━━ Given passage

Posts Tagged annual flowers
If you have not had an opportunity to enjoy the delightful rose-like fragrance of nasturtium flowers, I encourage you to do so as soon as possible. They smell just like old-fashioned roses to my nose — without all the fuss of pruning, thorns, and battling diseases and insects. And the colors are rose-lovely too — as long as you like warmer oranges, reds, and golds.
I continue to adore the two nasturtium varieties I grew from seeds from Renee’s Garden. As I explained in my last entry, this seed company offered me the chance to try out a few seeds as a benefit of my membership in the Garden Writers Association. I will gladly use my own money to grow these nasturtiums again.
The gorgeous, fragrant climbing nasturtium above is Spitfire. I interplanted it with my Fortex pole beans, and they climbed their way to the top of the trellis almost as quickly as the beans. As I had hoped, they offer pops of color to what would otherwise be a monotonous wall of green beans. The nectar that delights my nose with its perfume must also be very tasty, because the Ruby-Throated Hummingbirds defend this trellis as enthusiastically as the feeder near my front door. I am routinely scolded for intruding when I harvest beans in the morning.

━━━━
━━ Dataset entries

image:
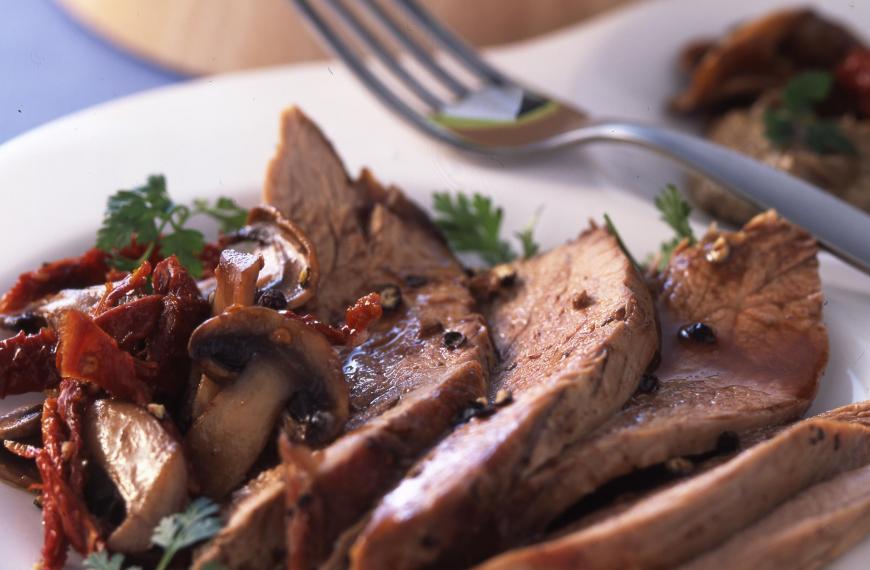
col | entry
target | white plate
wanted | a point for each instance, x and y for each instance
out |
(216, 136)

━━━━

▶ **What this exercise asks**:
(1) Please quote the nasturtium post from "Posts Tagged annual" to "reds, and golds." word for word.
(2) In the nasturtium post, what was the Spitfire nasturtium interplanted with?
(3) Write what follows the final sentence of the nasturtium post.

▶ **Exercise answers**:
(1)
Posts Tagged annual flowers
If you have not had an opportunity to enjoy the delightful rose-like fragrance of nasturtium flowers, I encourage you to do so as soon as possible. They smell just like old-fashioned roses to my nose — without all the fuss of pruning, thorns, and battling diseases and insects. And the colors are rose-lovely too — as long as you like warmer oranges, reds, and golds.

(2) Fortex pole beans

(3)
Spitfire has continued to bloom nonstop despite our record string of 100+-degree days and moderate drought. Of course, they have benefitted from the bit of extra water I’ve been giving the pole beans, since they grow intermingled with them. When temperatures exceeded 100 degrees for two weeks, some of the tender leaves of Spitfire were damaged, but because the vines continue to produce new growth, the setback was temporary.
I am equally enthusiastic about the mounding nasturtium variety I acquired from Renee’s Garden. ‘Cup of Sun’ has produced a gorgeous mix of deeply fragrant flowers in sunny shades of gold tinged with varying amounts of orange, as you can see from the close-up at the top of my last blog entry. Before the heat wave, their mounds of constantly blooming flowers floating above the leaves were quite eye-catching. Because I was unable to spare much well water for them, they suffered during the heat wave and persistent drought, but the recent slight moderation in temperature and the addition of a bit of rain has them rapidly on the mend. Here’s what they looked like in June before the heat heat:
As gourmet salad lovers know, the flowers make beautiful, peppery additions to salads, but I confess we haven’t taken advantage of this fact. They are just too pretty to eat. I direct-sowed the Spitfires, which germinated a day or two behind the beans. I sowed Cup of Sun seeds in my greenhouse and transplanted the happy plants after I got the veggies settled in.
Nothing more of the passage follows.